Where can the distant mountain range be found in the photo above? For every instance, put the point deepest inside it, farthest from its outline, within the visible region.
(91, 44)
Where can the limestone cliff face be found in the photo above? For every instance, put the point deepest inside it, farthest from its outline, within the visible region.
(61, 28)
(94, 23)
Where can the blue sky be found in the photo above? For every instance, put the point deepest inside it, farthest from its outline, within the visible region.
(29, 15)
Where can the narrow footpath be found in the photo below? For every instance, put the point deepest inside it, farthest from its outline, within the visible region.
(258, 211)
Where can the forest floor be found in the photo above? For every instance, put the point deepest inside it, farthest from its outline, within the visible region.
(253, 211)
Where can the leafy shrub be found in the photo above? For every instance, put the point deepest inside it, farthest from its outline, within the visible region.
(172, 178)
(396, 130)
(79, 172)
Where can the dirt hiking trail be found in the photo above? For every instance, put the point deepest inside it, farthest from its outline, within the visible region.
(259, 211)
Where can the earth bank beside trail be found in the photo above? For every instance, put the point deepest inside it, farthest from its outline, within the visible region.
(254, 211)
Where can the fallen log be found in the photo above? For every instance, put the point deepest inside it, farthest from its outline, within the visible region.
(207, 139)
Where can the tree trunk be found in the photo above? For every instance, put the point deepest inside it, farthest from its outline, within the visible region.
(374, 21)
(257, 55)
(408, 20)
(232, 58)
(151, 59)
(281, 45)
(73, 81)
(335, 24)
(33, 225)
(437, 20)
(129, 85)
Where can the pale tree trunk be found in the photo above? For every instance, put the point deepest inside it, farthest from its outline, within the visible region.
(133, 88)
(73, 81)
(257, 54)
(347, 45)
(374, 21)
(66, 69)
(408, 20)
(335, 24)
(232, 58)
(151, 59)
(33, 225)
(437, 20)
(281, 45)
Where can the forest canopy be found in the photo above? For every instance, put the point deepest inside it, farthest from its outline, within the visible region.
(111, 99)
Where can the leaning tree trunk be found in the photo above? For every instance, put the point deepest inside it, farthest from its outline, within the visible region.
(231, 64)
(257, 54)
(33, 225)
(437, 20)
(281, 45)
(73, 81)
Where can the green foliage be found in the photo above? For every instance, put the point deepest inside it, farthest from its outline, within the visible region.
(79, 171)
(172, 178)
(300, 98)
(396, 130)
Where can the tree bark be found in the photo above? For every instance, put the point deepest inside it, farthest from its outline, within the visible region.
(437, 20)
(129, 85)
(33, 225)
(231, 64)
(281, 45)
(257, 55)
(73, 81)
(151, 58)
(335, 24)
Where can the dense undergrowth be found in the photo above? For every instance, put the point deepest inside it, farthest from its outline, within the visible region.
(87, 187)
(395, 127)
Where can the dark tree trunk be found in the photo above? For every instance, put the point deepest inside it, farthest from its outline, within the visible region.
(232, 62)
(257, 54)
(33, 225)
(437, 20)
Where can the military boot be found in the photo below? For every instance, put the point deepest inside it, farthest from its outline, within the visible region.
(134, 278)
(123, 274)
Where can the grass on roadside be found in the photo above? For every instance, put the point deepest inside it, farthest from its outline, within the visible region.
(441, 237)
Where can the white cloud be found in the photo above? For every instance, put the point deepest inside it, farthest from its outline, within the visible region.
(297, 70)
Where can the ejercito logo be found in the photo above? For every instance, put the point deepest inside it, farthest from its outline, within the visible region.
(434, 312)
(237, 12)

======

## [Short exercise]
Give back all the records exactly as they stand.

## [Correct output]
Where can the distant mountain range be found in the photo above? For every instance, put the point deepest inside it, farthest from its outline, within the visible region.
(91, 44)
Where can the limestone cliff face be found in the photo above? For every instance, put the point deepest inside it, farthest from its outline, within the visible region.
(61, 28)
(94, 23)
Where can the blue sky be found in the photo above? For every instance, put the point deepest inside it, farthest from its outline, within the visible region.
(29, 15)
Where can the narrow footpath be found in the photo below? For every instance, put the point deepest inside it, farthest from its outline, within the visible region.
(258, 211)
Where can the forest floor be found in the photo above? For every instance, put the point deepest inside it, farthest from its outline, within the visible region.
(253, 211)
Where can the leafy shrub be found in the photo above? For every instance, put the point deepest inside it, farthest from its outline, within the visible region.
(172, 178)
(396, 130)
(79, 172)
Where can the dirt hiking trail be found in the photo above? For every instance, put the point deepest inside it, farthest from its outline, within the visible region.
(259, 211)
Where can the earth bank beside trail be found in the photo above? For every instance, put the point deepest inside it, farthest from its outline, within the visible region.
(254, 211)
Where can the fallen log be found in the photo above? For every instance, put the point deepest inside it, farthest from its outline, within the visible region.
(207, 139)
Where can the tree trunk be found in the photo above? For every instance, put the point deepest inside it, farthest from its outline, within the visible region.
(374, 21)
(257, 55)
(408, 20)
(232, 58)
(151, 59)
(281, 45)
(73, 81)
(335, 24)
(33, 225)
(437, 20)
(129, 85)
Where can the pale tree trunk be found in the photo above? For every instance, put the point deepest inside it, farthest from its outline, within the visible region.
(133, 88)
(73, 81)
(257, 54)
(347, 45)
(374, 21)
(66, 69)
(408, 20)
(335, 24)
(232, 58)
(151, 59)
(33, 225)
(437, 20)
(281, 45)
Where can the forest canopy be found in the photo above? For every instance, put the point deepest inside it, farthest from its outline, within the visible region.
(111, 99)
Where can the leaning tree trunk be found in the photo above? For every instance, put the point deepest inside it, farthest from its outline, within the visible region.
(231, 64)
(257, 54)
(33, 225)
(437, 20)
(281, 45)
(73, 81)
Where can the green foliage be found in the photo above? For every instance, put the point deepest inside it, farthest from its outline, within the visible region.
(79, 171)
(172, 178)
(300, 98)
(396, 130)
Where can the tree bark be found in the photo above? For every instance, put the point deepest inside it, farthest from its outline, within the visible region.
(437, 20)
(129, 85)
(33, 225)
(231, 64)
(281, 45)
(257, 55)
(73, 81)
(151, 58)
(335, 24)
Where can the dense undergrowth be found in the photo above? For every instance, put the point deepest inside it, farthest from its outline, within the visible region.
(87, 187)
(395, 127)
Where can the dark tree trunk be found in the photo above? For every instance, put the point deepest inside it, farthest from its outline, within the visible region.
(232, 62)
(257, 54)
(33, 225)
(437, 20)
Where can the military boot be found in the photo below? For every instance, put the point deepest inside it, farthest from its outline, within the visible region.
(134, 278)
(123, 274)
Where can the grass on roadside be found in the photo above? For every instance, put the point deepest inside it, farthest from its outline, within the visible region.
(441, 237)
Where can the white cloud be found in the photo above? For every instance, put the point deepest inside it, farthest from its outline, within the visible region.
(297, 70)
Where can the ejercito logo be found in the photo above? For every instance, put the point deepest inside it, farthest from its outline, within the visible region.
(434, 312)
(237, 12)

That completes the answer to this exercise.